— Begin RAW DATA —

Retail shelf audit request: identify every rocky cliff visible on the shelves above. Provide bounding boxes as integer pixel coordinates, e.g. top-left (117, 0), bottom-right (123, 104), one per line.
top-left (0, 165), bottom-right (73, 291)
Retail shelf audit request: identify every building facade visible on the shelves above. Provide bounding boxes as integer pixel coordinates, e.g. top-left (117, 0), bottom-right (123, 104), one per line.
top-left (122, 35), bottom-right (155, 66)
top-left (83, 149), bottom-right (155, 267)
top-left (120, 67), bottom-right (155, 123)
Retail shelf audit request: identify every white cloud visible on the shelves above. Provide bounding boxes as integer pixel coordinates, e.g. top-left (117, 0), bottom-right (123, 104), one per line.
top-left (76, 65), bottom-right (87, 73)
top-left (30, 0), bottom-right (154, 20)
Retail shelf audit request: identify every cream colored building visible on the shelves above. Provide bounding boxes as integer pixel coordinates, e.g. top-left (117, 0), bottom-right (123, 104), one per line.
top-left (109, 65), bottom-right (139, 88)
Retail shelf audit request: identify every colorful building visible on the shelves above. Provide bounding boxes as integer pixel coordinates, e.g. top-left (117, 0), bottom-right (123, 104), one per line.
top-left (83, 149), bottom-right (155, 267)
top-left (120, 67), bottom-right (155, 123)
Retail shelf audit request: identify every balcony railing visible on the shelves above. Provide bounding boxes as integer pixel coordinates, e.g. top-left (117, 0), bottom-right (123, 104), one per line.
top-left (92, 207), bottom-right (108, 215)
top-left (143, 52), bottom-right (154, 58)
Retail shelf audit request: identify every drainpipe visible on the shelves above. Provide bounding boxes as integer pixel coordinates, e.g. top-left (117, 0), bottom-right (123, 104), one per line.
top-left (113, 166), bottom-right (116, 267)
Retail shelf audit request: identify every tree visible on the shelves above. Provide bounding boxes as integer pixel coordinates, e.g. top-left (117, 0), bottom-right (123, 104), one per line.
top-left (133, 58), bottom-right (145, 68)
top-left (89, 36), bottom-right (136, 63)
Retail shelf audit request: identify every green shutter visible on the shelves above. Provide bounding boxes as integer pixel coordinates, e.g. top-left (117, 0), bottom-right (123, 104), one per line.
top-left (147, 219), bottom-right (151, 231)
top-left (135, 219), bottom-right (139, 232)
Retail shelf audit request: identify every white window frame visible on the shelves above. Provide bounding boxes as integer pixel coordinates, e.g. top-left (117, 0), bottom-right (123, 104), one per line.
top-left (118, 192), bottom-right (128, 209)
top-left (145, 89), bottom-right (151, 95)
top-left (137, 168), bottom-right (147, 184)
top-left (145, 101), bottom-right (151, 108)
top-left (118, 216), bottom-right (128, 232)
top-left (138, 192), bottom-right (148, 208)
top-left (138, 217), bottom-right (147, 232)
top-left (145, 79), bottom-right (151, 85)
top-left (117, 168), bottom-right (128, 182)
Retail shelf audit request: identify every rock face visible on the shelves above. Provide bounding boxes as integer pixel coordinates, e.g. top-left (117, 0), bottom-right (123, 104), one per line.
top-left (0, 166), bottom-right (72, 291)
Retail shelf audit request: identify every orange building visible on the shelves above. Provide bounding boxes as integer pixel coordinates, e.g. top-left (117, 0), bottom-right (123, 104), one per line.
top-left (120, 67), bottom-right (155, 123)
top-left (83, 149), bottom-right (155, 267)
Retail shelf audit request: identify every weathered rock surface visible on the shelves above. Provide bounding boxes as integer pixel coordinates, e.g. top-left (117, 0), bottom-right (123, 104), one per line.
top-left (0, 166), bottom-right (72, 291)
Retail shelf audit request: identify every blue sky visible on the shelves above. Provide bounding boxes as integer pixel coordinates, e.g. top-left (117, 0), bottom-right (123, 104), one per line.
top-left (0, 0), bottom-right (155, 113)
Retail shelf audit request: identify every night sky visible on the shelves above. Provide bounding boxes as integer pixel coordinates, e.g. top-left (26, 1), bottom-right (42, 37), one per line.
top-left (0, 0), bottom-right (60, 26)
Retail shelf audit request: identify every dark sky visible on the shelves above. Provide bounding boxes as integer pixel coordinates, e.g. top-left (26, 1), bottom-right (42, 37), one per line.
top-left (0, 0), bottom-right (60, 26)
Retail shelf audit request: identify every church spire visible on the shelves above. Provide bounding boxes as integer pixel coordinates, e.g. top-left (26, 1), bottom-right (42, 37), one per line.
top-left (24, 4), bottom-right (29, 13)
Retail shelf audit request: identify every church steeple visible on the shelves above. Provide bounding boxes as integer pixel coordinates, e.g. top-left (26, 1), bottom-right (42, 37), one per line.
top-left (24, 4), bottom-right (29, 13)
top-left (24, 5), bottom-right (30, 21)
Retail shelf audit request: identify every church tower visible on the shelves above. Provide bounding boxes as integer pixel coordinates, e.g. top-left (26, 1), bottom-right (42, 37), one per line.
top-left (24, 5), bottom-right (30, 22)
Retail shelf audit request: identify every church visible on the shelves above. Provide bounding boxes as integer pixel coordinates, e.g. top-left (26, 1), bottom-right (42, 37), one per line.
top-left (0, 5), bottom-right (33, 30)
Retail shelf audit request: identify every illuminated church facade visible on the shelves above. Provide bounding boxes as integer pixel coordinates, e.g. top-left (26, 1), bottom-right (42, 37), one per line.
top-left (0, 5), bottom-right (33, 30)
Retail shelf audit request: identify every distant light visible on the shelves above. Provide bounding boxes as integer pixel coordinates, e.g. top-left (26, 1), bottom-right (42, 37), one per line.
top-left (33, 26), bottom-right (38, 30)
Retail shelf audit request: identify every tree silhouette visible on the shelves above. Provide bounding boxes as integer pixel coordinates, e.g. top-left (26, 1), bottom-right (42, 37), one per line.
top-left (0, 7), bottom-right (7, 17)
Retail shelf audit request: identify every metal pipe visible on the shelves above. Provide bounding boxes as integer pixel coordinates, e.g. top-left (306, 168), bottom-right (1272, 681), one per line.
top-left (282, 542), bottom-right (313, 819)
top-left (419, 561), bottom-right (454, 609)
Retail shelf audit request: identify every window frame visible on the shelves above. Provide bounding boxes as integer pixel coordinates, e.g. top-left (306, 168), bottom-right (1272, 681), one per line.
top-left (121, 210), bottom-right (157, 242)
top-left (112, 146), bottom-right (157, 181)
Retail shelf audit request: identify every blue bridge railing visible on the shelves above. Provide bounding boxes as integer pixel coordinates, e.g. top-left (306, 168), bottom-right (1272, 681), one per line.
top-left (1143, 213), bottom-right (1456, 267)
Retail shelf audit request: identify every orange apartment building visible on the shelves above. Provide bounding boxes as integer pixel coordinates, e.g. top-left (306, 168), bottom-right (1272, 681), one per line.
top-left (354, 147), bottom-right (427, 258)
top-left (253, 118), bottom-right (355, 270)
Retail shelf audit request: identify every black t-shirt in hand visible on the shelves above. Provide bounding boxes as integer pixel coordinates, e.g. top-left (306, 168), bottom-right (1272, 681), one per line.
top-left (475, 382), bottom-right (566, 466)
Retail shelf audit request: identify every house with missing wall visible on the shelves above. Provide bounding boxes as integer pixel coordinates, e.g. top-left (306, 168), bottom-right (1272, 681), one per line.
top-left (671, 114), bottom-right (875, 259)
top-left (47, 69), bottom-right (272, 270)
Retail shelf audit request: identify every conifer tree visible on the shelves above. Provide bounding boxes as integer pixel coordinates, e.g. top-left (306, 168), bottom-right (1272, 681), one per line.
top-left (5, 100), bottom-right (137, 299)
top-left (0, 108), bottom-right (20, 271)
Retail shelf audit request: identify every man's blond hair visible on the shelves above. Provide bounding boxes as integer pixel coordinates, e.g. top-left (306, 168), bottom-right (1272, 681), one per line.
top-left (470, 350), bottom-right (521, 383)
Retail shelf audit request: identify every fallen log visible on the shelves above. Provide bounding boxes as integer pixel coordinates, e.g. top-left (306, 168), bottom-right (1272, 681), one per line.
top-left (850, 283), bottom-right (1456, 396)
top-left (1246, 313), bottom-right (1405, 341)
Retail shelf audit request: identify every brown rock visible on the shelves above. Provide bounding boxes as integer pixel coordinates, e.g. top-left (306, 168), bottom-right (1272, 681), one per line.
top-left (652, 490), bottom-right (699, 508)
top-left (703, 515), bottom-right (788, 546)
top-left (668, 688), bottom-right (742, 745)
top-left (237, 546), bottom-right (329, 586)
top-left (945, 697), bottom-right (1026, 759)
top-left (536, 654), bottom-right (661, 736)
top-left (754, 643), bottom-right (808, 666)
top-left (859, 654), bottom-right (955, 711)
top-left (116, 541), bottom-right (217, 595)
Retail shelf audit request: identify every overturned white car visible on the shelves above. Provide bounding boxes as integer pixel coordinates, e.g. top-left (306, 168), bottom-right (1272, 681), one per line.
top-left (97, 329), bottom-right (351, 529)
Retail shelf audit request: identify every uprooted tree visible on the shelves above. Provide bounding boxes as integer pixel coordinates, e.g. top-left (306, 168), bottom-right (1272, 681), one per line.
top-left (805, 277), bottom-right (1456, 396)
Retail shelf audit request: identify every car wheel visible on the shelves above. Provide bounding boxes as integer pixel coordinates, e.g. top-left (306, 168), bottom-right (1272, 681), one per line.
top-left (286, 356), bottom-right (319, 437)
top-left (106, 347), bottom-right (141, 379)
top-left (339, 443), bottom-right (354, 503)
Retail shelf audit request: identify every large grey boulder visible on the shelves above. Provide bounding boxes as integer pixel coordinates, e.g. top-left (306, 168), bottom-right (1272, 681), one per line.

— End RAW DATA —

# EXERCISE GOAL
Copy out, unchanged, every line of the items from the one containing "Retail shelf audit request: identify every blue bridge" through the one containing "top-left (475, 382), bottom-right (566, 466)", with both of those lines included.

# EXERCISE RESPONSE
Retail shelf audit request: identify every blue bridge railing visible on the shelves above. Provide bounding boxes as integer pixel coordinates, e.g. top-left (306, 168), bottom-right (1272, 681), one per line.
top-left (1143, 213), bottom-right (1456, 267)
Retail shelf audit request: identify every orange apartment building visible on the shelves above. Provide bounding boxes as integer pixel coordinates, e.g. top-left (306, 168), bottom-right (1272, 681), one per line.
top-left (354, 147), bottom-right (427, 258)
top-left (253, 118), bottom-right (355, 270)
Retail shelf audit request: identify every black t-shirt in hand visible on the shelves above. Provide bounding boxes as integer pixel coordinates, e.g. top-left (306, 168), bottom-right (1272, 681), one per line.
top-left (475, 382), bottom-right (566, 466)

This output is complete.